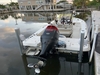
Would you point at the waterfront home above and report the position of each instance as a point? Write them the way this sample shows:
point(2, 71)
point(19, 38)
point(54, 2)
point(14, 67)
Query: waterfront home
point(36, 5)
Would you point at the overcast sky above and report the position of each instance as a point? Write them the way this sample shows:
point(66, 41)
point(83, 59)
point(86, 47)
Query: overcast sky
point(6, 1)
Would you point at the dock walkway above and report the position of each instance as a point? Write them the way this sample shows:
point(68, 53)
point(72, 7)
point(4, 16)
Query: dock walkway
point(96, 21)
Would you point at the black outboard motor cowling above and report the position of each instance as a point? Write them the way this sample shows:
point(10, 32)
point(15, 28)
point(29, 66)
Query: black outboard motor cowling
point(49, 40)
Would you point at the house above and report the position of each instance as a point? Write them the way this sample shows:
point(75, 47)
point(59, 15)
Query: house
point(27, 5)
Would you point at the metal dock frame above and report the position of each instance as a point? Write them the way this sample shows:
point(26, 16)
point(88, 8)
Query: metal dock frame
point(80, 52)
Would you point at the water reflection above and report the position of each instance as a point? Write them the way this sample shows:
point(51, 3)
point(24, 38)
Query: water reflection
point(12, 63)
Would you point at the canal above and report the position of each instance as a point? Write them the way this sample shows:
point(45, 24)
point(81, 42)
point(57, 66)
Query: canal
point(12, 63)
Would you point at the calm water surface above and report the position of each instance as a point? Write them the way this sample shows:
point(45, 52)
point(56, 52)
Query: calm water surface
point(12, 63)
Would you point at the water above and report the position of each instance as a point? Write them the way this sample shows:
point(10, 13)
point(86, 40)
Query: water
point(12, 63)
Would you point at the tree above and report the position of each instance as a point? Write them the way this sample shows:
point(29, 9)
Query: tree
point(2, 6)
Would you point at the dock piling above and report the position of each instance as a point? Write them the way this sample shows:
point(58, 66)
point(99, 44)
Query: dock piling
point(19, 40)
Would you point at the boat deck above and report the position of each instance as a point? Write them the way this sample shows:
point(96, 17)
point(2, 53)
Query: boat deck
point(72, 42)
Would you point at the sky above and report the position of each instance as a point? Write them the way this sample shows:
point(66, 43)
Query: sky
point(7, 1)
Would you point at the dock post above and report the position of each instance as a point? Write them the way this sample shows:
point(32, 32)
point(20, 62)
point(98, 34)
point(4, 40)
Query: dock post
point(94, 41)
point(19, 40)
point(80, 52)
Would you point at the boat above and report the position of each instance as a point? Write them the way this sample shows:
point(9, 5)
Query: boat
point(66, 36)
point(68, 33)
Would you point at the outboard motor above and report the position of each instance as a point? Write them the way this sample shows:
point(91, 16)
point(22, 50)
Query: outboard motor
point(49, 40)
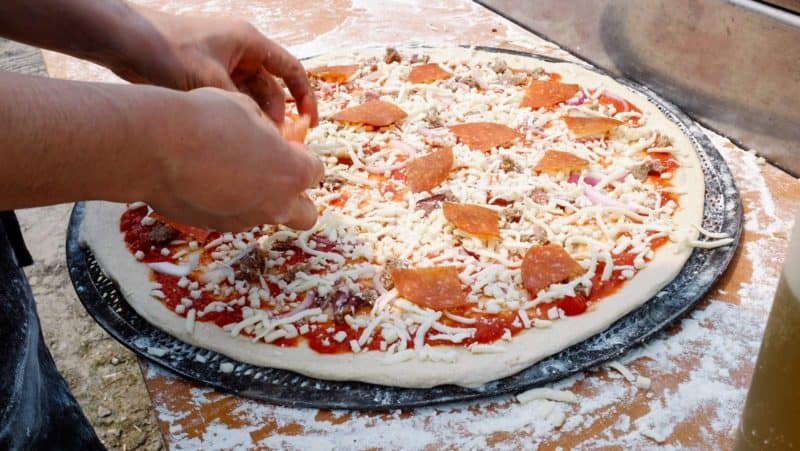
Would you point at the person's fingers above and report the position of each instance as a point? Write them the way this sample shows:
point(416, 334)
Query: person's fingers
point(264, 89)
point(302, 213)
point(217, 77)
point(281, 63)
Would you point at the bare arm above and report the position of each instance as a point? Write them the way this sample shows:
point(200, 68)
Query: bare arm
point(206, 157)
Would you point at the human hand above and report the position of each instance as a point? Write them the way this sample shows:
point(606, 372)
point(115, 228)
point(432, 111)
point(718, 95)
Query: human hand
point(185, 53)
point(220, 164)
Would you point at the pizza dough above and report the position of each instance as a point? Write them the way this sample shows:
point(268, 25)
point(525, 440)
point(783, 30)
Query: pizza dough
point(470, 368)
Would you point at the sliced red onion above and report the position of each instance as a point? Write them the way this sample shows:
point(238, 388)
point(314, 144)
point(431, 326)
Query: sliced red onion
point(602, 199)
point(476, 75)
point(371, 95)
point(576, 100)
point(243, 253)
point(376, 282)
point(385, 169)
point(308, 301)
point(618, 99)
point(218, 274)
point(171, 269)
point(372, 76)
point(588, 179)
point(432, 132)
point(404, 146)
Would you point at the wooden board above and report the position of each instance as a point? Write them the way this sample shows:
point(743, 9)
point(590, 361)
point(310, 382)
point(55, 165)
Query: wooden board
point(700, 368)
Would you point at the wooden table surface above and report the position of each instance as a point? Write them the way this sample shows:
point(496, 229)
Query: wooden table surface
point(700, 368)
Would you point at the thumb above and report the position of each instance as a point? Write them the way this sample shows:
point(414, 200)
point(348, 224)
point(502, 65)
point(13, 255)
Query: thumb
point(219, 78)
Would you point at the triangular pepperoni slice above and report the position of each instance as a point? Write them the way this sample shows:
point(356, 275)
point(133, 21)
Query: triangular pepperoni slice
point(296, 129)
point(438, 288)
point(334, 74)
point(556, 160)
point(427, 73)
point(585, 127)
point(484, 135)
point(427, 172)
point(545, 265)
point(473, 219)
point(197, 233)
point(377, 113)
point(540, 94)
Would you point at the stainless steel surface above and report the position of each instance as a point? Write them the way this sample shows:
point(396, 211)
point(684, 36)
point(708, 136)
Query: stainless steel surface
point(733, 65)
point(791, 5)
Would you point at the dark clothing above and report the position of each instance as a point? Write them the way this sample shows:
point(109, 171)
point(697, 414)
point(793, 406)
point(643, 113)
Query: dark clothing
point(36, 409)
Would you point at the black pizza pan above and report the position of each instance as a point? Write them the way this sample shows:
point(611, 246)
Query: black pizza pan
point(722, 212)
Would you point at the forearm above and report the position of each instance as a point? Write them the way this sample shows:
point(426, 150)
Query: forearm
point(106, 32)
point(63, 141)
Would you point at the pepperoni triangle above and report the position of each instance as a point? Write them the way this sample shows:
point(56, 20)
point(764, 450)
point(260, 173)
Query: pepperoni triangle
point(377, 113)
point(296, 129)
point(540, 94)
point(334, 74)
point(435, 287)
point(427, 172)
point(473, 219)
point(484, 135)
point(545, 265)
point(556, 160)
point(197, 233)
point(427, 73)
point(585, 127)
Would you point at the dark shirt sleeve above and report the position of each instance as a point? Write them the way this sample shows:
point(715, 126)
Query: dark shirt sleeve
point(37, 410)
point(8, 221)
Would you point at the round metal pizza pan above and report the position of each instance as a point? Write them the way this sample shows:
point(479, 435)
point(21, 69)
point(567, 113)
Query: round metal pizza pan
point(722, 212)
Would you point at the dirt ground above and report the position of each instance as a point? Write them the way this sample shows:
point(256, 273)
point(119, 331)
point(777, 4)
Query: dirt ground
point(102, 374)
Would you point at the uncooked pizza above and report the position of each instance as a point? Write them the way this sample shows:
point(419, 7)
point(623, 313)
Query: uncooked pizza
point(480, 211)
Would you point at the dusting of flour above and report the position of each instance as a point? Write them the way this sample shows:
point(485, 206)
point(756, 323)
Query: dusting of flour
point(717, 343)
point(716, 339)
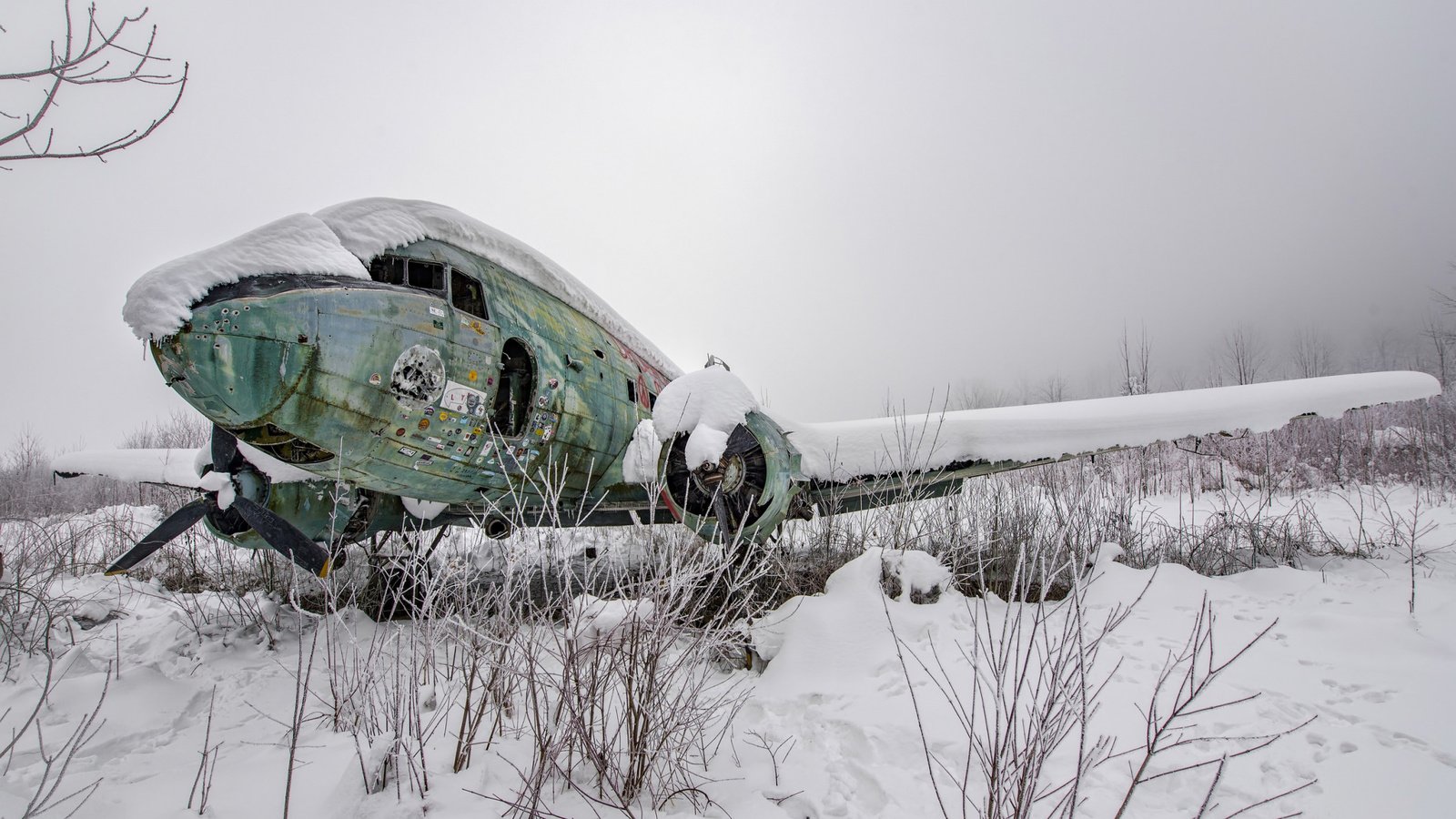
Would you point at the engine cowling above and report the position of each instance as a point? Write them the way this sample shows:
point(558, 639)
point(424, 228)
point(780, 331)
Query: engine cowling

═══

*YOUR ASSIGNMENT*
Could the data be reproduced exactly, with the pictures omitted?

*RESPONSE FOR THIS EXERCISE*
Would you point at the waterfront home above and report the position of each instance as a point? Write them the way this sample shows:
point(2, 71)
point(19, 38)
point(54, 2)
point(14, 67)
Query: waterfront home
point(36, 5)
Would you point at the overcast sky above and report the position of each instance as a point? Write them the way this sample shows:
point(66, 41)
point(83, 59)
point(86, 47)
Query: overcast sky
point(6, 1)
Would you point at the dock walkway above and report the position of each instance as a point? Write them the way this sample shows:
point(68, 53)
point(72, 7)
point(4, 16)
Query: dock walkway
point(96, 21)
Would you point at the black outboard motor cowling above and report the position of each instance as a point? Write them the way this sample shows:
point(10, 32)
point(15, 28)
point(29, 66)
Query: black outboard motor cowling
point(49, 40)
Would you point at the house above and report the position of each instance as a point? Write them the way this sample shows:
point(75, 47)
point(59, 15)
Query: house
point(27, 5)
Would you point at the metal dock frame above and report the position of each instance as a point? Write them the way this sample shows:
point(26, 16)
point(88, 8)
Query: metal dock frame
point(80, 52)
Would you point at the water reflection above and report the position of each instance as a point? Write them the way this sample shows:
point(51, 3)
point(24, 38)
Query: water reflection
point(12, 63)
Would you point at the canal above and report the position of each instance as a point? Write them the way this sample shows:
point(45, 24)
point(81, 42)
point(57, 66)
Query: canal
point(12, 63)
Would you point at the calm water surface above and report the position of each instance as a point? Write them the way this sample shows:
point(45, 52)
point(56, 52)
Query: calm water surface
point(12, 63)
Would you point at the water above and report the position of each instance as a point? Write them the way this sample shows:
point(10, 13)
point(86, 40)
Query: water
point(12, 63)
Would you point at the tree above and report the position of each instance as a point? Write them the way this sample shows:
point(29, 9)
Query: tree
point(2, 6)
Would you point at the dock piling above and report the position of each instance as a point? Write them the way this sample shows:
point(58, 66)
point(99, 44)
Query: dock piling
point(19, 40)
Would you point at the boat deck above and report the position of each instance as a point? Write them the way this sample shows:
point(96, 17)
point(2, 53)
Query: boat deck
point(72, 42)
Would you point at the sky above and report the position of each instance as a point? Write them the way this sample shows:
point(66, 43)
Query: sky
point(7, 1)
Would you point at the dock post above and report the position of each instance as a point? Write them the way this sample shows:
point(32, 32)
point(20, 62)
point(98, 34)
point(4, 40)
Query: dock post
point(94, 41)
point(19, 40)
point(80, 52)
Would you point at the boat above and report the position of each instance as a point? Write them the way this sample shows:
point(9, 5)
Query: boat
point(66, 36)
point(68, 33)
Would you point at the outboard motor above and report the position of each instance as a point? Write them the way this sample shows:
point(91, 16)
point(22, 50)
Query: outboard motor
point(49, 40)
Would you point at the person's fingers above and report the position of each instance as a point? Write them the way this sample shows:
point(416, 334)
Query: person's fingers
point(264, 89)
point(302, 213)
point(217, 77)
point(281, 63)
Would you point at the bare arm above and report the position of each instance as a point? Write them the way this sample shows:
point(200, 68)
Query: bare arm
point(206, 157)
Would you point at the human hand above and report the position of each instance as a point? Write them the way this sample shows:
point(606, 372)
point(115, 228)
point(432, 111)
point(718, 95)
Query: human hand
point(185, 53)
point(220, 164)
Would you point at the pizza dough above and report the position of each instance as a point? Write them the way this sample shows:
point(268, 25)
point(525, 440)
point(783, 30)
Query: pizza dough
point(470, 368)
Would you point at the sliced red onion above and report the position of each instance as a point? Write them the way this sample shows:
point(238, 388)
point(314, 144)
point(431, 326)
Query: sliced red onion
point(602, 199)
point(476, 75)
point(371, 95)
point(576, 100)
point(243, 253)
point(376, 282)
point(385, 169)
point(308, 301)
point(618, 99)
point(218, 274)
point(171, 269)
point(372, 76)
point(588, 179)
point(432, 132)
point(404, 146)
Would you point at the wooden board above and report the position of each instance as a point? Write them the way this sample shows:
point(743, 9)
point(590, 361)
point(310, 382)
point(55, 165)
Query: wooden board
point(700, 368)
Would you point at the wooden table surface above and report the position of each instance as a point? Write them the way this sample shows:
point(496, 229)
Query: wooden table surface
point(700, 368)
Would you point at the thumb above and report the position of each instance as a point? Write them the way this sample shows:
point(414, 200)
point(348, 224)
point(502, 65)
point(13, 255)
Query: thumb
point(219, 78)
Would you point at the triangular pepperoni slice above and report the position of each instance as a point? Write them the way this sample shows:
point(356, 275)
point(133, 21)
Query: triangular pepperoni slice
point(296, 129)
point(438, 288)
point(334, 74)
point(556, 160)
point(427, 73)
point(585, 127)
point(484, 135)
point(427, 172)
point(545, 265)
point(473, 219)
point(197, 233)
point(377, 113)
point(540, 94)
Would you point at the stainless steel surface above and report the position of each instance as a point? Write them the way this sample shows:
point(396, 211)
point(684, 36)
point(708, 136)
Query: stainless steel surface
point(733, 65)
point(791, 5)
Would you point at the dark clothing above and report the position of each instance as a point? Write them the way this sample shows:
point(109, 171)
point(697, 414)
point(793, 406)
point(643, 113)
Query: dark clothing
point(36, 409)
Would you point at the black pizza pan above and report the position of each instance as a point? Write them the way this sample shows:
point(611, 246)
Query: black pizza pan
point(722, 212)
Would you point at the forearm above and report the position of each instance as a point? Write them the way this sample shows:
point(426, 150)
Query: forearm
point(106, 32)
point(63, 141)
Would you point at the pepperoni triangle above and report the position of each instance as a point? Write them the way this sample shows:
point(56, 20)
point(764, 450)
point(260, 173)
Query: pepperoni triangle
point(377, 113)
point(296, 129)
point(540, 94)
point(334, 74)
point(435, 287)
point(427, 172)
point(473, 219)
point(484, 135)
point(545, 265)
point(556, 160)
point(197, 233)
point(427, 73)
point(585, 127)
Would you point at the dark shirt sleeve above and report the position of each instance as a point? Write them the way this sample shows:
point(715, 126)
Query: dark shirt sleeve
point(37, 410)
point(8, 221)
Would you point at the round metal pizza pan above and report the position of each instance as a point? Write them the way this sample shows:
point(479, 435)
point(21, 69)
point(567, 113)
Query: round metal pizza pan
point(722, 212)
Would you point at the dirt ground above and report the position of each instance as a point? Write them the way this sample shows:
point(256, 273)
point(119, 331)
point(777, 4)
Query: dirt ground
point(102, 374)
Would you point at the uncooked pizza above and report the position of each instance as a point? Write them the way this sample shows:
point(419, 7)
point(623, 313)
Query: uncooked pizza
point(480, 211)
Would you point at the dusting of flour above and report the position of each instance as a point? Write them the way this sample shows:
point(485, 206)
point(756, 323)
Query: dusting of flour
point(717, 343)
point(716, 339)
Would you point at the engine cowling above and report the position of each instance as a point? Write them the way this sample shows:
point(558, 639)
point(424, 228)
point(780, 331)
Query: engine cowling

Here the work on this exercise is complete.